INPUT FOR THIS TASK ->
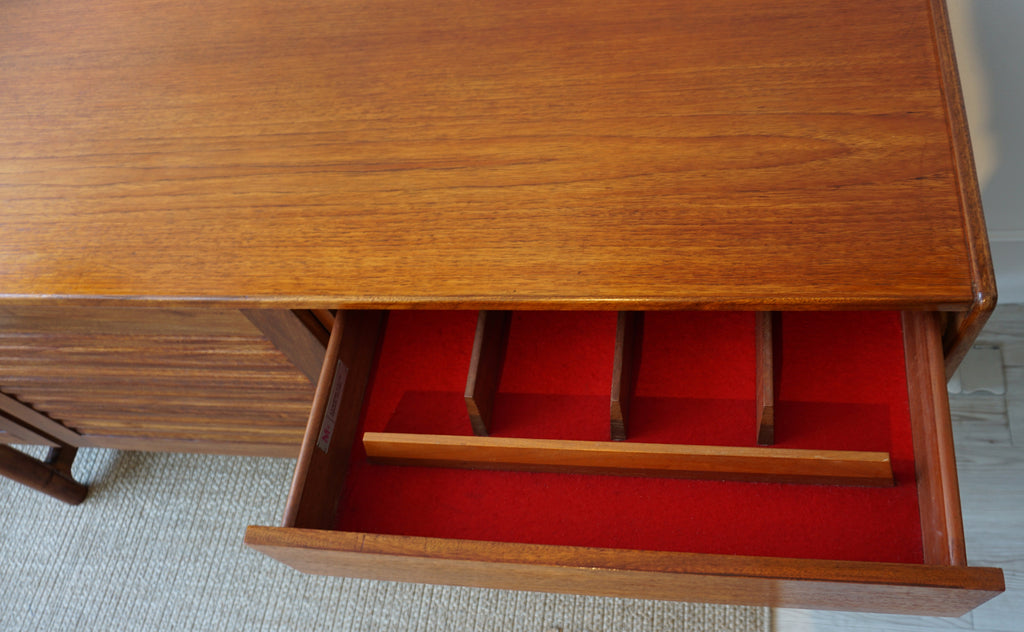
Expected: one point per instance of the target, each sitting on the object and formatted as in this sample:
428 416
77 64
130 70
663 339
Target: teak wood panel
202 380
586 154
775 582
632 459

PROBLEM DETAILS -> Each line above is to be duplicated exactly, and the pictures are to be omitted.

TASK OUTPUT ->
Expected: one point per instance of the target, each sitting on the object and formatted as in this sample:
428 416
77 64
130 70
663 339
Target: teak wood panel
202 380
586 154
775 582
632 459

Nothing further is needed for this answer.